Work to complete —
1 > From the wood-turning thread, list every item that the first post says the mesquite slabs could be used to make.
2 > Answer these questions using the wood-turning thread:
(a) Which wood does the first post express particular interest in obtaining chunks of?
(b) Which source does the first post exclude when asking about other suppliers near Tucson?
(c) What organization does the reply from barry richardson suggest contacting?
3 > Write the next part of the wood-turning thread, beginning with the body of the final post.

Given text —
———

# Turning wood in Tucson, AZ



## DelBoy (Dec 11, 2016)

I'll be in Tucson in two weeks visiting my inlaws. While I'm there I'll hit this great mesquite lumber yard in Wisdom, but all of their pieces are slabs for furniture. It makes great plates, shallow bowls or could be used for segmented stuff.

I wan't to know if there are other sources for turning wood near Tucson (aside from Woodcrafters). I'm especially interested in a couple of chunks of iron wood.

Thanks!

Derek


----------



## Tony (Dec 11, 2016)

@barry richardson might know some places.

Reactions: Agree 1


----------



## barry richardson (Dec 11, 2016)

Well I know some places around Phoenix, But sounds like I will be out of town about the time your visiting. Finding larger DIW chunks is kinda hit or miss. Most people, when they get bigger chunks, cut them up in smaller chunks cause you can get more money for it that way... best bet might be to touch base with the AAW chapter down there.... if they have one...


----------



## DelBoy (Dec 11, 2016)

———

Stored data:

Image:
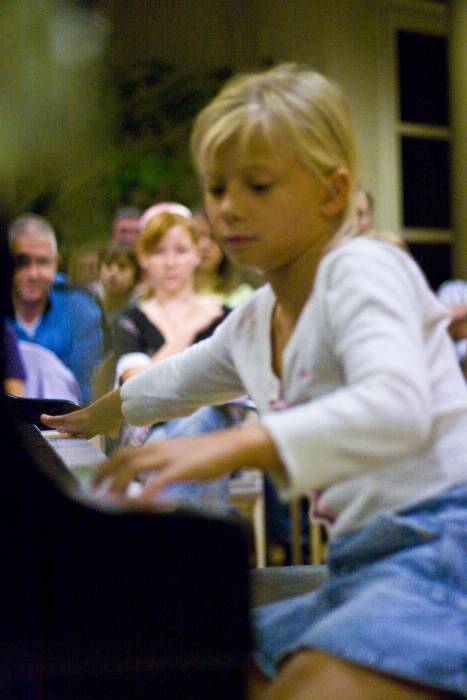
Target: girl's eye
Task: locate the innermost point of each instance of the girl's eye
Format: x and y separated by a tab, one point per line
216	190
260	187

———

Responses to the exercise —
1 > Plates, shallow bowls, and segmented work.

2 >
(a) Iron wood.
(b) Woodcrafters.
(c) The AAW chapter in the Tucson area, if one exists.

3 >
barry richardson said:


> Well I know some places around Phoenix, But sounds like I will be out of town about the time your visiting. Finding larger DIW chunks is kinda hit or miss. Most people, when they get bigger chunks, cut them up in smaller chunks cause you can get more money for it that way... best bet might be to touch base with the AAW chapter down there.... if they have one...



Good idea on looking up a AAW chapter. There is a community center in Green Valley that has a wood shop. I can check there, too.

Thanks!

Derek


----------



## Az Turnings (Dec 11, 2016)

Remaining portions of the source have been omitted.